**TASK REQUIREMENTS:**
Rewrite the material between the lines holding "For the trial run, indicate each instance of the tree" and "x=982 y=414", inclusive, replacing "tree trunk" with "tree stump" and leaving everything else unchanged. Return only those lines.

**RECORD LIST:**
[START]

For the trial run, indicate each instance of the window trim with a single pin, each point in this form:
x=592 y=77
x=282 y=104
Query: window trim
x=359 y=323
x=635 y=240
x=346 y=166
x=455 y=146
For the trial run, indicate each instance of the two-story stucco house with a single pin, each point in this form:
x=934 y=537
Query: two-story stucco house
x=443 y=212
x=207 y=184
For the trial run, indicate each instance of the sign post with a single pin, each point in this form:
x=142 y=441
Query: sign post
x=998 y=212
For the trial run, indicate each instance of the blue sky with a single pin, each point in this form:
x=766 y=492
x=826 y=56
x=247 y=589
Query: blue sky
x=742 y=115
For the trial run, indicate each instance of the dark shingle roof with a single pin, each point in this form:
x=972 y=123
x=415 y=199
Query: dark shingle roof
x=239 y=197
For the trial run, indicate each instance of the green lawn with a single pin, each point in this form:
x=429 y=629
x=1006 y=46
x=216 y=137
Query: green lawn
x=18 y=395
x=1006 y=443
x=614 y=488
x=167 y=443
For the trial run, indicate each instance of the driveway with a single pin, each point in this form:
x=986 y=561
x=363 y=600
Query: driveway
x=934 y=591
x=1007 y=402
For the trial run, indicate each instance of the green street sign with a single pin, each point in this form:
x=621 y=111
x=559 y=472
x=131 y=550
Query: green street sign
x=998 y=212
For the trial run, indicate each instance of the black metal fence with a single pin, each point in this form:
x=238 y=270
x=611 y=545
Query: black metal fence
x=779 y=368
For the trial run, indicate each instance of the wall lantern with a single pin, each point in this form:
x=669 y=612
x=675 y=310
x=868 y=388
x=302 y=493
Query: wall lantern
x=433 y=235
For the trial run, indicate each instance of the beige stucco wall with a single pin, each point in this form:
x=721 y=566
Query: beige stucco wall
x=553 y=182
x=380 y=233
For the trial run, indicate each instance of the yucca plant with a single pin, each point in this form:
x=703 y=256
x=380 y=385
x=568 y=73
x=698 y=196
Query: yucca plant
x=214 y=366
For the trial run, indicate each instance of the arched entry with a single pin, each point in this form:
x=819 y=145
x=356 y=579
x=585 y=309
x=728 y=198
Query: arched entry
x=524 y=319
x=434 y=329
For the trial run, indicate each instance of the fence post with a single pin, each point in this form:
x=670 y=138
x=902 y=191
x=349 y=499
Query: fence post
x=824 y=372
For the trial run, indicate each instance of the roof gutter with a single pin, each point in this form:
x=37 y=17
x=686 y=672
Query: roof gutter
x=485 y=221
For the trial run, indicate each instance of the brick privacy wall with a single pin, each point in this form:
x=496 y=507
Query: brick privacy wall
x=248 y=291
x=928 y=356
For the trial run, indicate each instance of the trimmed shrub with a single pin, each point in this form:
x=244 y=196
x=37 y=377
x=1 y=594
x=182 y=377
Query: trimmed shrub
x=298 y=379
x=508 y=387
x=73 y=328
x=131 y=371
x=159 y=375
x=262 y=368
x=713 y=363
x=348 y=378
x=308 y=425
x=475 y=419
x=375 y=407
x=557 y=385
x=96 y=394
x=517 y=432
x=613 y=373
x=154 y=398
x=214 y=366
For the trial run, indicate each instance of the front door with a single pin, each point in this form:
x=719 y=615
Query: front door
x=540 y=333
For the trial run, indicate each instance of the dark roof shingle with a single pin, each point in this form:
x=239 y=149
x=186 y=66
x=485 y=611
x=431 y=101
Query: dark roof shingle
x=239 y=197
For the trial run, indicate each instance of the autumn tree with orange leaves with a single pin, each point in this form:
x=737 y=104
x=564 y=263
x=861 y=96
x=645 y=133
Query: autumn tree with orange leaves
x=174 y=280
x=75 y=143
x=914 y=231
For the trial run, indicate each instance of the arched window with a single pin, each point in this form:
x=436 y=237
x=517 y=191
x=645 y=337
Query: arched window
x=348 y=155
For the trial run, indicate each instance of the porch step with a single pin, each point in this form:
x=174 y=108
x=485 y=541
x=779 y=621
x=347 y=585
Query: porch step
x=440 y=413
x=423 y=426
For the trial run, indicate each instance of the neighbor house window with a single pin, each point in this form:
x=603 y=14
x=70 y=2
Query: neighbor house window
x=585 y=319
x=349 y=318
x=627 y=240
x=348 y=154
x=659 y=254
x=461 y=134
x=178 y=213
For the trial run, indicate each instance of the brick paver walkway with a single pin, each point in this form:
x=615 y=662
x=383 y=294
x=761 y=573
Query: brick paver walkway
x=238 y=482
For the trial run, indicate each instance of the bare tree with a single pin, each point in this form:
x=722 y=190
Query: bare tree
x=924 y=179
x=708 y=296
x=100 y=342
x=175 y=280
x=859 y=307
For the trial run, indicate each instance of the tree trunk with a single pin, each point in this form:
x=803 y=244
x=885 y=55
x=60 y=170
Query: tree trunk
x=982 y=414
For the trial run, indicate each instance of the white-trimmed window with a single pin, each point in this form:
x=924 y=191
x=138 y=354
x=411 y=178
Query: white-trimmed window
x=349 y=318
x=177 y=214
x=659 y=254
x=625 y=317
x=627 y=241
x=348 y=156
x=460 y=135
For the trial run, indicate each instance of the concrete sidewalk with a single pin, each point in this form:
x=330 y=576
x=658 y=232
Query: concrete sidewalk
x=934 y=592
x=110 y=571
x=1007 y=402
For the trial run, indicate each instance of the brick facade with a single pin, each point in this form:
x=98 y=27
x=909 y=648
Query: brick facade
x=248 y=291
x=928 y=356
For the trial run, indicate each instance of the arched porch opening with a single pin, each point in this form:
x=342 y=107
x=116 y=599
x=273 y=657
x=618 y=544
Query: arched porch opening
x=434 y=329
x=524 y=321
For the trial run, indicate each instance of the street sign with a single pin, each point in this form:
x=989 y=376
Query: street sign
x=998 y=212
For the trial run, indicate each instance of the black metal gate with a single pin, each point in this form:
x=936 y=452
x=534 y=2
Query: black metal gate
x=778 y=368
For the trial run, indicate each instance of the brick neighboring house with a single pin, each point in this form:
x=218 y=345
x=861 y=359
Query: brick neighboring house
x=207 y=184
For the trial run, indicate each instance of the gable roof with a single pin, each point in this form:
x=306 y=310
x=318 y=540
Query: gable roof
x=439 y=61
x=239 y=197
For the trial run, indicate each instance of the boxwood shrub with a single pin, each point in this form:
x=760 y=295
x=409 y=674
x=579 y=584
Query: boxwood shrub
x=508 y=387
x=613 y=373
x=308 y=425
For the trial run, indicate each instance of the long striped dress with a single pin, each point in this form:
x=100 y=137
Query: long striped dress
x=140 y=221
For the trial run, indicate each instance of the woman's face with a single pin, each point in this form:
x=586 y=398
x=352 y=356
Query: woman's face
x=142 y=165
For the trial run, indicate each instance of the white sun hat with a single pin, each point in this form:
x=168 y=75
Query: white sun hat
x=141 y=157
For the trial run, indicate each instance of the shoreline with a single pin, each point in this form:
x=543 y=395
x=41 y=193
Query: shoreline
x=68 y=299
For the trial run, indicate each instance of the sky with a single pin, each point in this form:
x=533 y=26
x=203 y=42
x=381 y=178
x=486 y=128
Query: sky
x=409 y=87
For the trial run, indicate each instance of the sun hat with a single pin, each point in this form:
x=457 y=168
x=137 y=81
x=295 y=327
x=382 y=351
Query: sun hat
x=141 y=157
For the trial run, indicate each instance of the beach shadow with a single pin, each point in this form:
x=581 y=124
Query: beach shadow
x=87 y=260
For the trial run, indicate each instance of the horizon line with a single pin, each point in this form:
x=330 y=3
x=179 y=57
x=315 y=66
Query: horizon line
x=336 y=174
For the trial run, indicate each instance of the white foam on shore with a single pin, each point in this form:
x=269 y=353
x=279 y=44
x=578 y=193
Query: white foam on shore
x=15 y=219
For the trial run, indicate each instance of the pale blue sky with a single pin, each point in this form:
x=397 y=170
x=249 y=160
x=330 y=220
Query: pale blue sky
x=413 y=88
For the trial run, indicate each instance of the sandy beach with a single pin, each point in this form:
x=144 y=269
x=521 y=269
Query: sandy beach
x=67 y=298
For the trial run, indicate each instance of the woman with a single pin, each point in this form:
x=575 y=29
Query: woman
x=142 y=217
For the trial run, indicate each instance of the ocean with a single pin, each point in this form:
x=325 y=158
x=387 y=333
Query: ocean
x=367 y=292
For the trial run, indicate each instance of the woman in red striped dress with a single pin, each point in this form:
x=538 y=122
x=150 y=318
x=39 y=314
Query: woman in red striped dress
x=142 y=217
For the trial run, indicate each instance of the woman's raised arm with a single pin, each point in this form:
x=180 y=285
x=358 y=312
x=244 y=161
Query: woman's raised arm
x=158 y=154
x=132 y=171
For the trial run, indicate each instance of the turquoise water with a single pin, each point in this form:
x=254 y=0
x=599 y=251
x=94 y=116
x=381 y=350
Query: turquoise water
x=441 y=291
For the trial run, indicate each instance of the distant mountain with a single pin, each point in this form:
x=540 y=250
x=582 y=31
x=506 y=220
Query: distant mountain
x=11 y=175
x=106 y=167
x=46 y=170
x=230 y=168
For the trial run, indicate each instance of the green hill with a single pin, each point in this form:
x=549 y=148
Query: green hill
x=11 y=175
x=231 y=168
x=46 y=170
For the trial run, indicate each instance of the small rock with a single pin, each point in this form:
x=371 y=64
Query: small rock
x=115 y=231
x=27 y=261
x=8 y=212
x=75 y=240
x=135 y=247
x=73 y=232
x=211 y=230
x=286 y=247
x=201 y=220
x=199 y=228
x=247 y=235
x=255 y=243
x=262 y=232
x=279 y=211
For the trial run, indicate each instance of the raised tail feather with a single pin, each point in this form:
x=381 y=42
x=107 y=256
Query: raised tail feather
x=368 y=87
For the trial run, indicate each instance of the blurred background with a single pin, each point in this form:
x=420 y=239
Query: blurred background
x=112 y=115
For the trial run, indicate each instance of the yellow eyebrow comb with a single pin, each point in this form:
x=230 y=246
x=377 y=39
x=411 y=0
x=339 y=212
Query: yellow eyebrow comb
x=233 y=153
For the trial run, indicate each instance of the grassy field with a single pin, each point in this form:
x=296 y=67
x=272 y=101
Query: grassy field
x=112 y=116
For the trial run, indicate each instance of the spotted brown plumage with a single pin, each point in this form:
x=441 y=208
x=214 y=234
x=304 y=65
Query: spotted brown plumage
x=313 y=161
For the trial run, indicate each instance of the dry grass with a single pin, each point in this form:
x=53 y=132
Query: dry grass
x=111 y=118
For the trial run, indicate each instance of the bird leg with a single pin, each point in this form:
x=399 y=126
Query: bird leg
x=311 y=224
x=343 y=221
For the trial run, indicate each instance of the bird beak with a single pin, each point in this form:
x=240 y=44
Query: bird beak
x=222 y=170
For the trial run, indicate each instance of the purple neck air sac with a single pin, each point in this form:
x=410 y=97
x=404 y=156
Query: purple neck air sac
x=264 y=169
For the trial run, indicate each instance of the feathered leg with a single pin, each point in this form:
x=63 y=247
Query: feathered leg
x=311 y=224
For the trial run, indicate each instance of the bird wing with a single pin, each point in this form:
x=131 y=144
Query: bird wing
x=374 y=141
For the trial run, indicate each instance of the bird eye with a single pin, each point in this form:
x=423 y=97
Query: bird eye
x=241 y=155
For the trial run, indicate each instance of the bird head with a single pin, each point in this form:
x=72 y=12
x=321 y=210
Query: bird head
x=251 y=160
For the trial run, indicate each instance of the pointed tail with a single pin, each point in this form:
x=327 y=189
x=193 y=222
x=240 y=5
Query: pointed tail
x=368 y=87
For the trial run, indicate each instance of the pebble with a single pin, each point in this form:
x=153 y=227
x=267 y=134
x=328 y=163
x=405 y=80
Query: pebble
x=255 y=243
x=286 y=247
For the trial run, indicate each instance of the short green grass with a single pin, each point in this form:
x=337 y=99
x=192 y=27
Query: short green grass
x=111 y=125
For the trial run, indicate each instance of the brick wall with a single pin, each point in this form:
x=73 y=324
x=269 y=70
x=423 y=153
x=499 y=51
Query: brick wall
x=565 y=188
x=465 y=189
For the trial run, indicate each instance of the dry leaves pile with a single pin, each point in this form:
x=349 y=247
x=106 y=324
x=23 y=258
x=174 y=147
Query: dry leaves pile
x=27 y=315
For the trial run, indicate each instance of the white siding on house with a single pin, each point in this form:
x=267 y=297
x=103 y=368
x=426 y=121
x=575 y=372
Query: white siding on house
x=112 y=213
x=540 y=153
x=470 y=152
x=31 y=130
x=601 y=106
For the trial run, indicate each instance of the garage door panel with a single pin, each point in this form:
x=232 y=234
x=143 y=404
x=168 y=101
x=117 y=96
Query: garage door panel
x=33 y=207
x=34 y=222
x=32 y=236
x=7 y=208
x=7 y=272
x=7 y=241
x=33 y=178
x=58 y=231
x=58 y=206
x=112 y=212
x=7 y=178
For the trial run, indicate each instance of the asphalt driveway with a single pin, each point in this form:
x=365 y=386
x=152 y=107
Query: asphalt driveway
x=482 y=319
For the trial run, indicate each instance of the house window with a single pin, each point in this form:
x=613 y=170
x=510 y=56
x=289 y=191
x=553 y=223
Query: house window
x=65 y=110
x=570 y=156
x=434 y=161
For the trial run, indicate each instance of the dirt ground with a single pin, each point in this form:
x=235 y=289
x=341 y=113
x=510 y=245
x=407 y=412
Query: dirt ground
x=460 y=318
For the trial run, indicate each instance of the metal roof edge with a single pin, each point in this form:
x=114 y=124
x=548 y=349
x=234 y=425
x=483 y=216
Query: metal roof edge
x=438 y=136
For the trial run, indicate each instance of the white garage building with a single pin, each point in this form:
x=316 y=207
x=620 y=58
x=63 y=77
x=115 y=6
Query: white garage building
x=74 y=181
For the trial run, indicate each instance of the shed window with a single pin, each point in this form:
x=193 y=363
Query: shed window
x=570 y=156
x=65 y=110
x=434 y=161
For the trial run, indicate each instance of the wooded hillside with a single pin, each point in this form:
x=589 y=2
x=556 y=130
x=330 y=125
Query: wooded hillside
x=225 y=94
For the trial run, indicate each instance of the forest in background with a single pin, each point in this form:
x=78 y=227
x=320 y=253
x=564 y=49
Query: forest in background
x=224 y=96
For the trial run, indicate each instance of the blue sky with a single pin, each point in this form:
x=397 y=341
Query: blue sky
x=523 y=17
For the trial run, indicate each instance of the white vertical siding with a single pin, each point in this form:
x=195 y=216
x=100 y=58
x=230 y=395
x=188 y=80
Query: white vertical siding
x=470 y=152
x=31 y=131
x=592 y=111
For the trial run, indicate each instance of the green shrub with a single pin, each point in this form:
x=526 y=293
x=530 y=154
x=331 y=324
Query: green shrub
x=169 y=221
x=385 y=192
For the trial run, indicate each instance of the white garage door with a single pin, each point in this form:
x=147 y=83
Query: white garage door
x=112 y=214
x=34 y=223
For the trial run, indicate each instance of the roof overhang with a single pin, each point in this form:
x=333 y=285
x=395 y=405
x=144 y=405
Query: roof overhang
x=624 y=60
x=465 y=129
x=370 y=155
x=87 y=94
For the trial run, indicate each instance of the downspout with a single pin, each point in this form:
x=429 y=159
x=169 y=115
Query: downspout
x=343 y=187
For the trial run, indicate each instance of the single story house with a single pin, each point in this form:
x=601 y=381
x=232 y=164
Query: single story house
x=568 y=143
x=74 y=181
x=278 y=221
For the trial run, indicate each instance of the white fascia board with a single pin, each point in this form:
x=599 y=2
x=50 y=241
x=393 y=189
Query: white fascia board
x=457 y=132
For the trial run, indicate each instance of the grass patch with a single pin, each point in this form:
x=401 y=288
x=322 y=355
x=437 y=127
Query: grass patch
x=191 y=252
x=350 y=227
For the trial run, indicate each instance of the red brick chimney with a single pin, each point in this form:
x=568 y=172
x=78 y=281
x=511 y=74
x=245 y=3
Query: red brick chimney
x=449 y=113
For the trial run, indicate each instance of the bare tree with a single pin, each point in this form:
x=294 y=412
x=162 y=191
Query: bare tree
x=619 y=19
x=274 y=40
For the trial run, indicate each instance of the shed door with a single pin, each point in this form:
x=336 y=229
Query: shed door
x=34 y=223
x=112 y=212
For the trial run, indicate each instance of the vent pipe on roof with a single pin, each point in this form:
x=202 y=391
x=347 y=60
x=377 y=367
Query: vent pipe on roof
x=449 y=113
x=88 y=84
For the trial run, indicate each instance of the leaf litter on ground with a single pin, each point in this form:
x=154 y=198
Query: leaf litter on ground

[END]

**COMPLETE OUTPUT:**
For the trial run, indicate each instance of the tree stump with a single pin, each point in this form:
x=803 y=244
x=885 y=55
x=60 y=170
Query: tree stump
x=982 y=414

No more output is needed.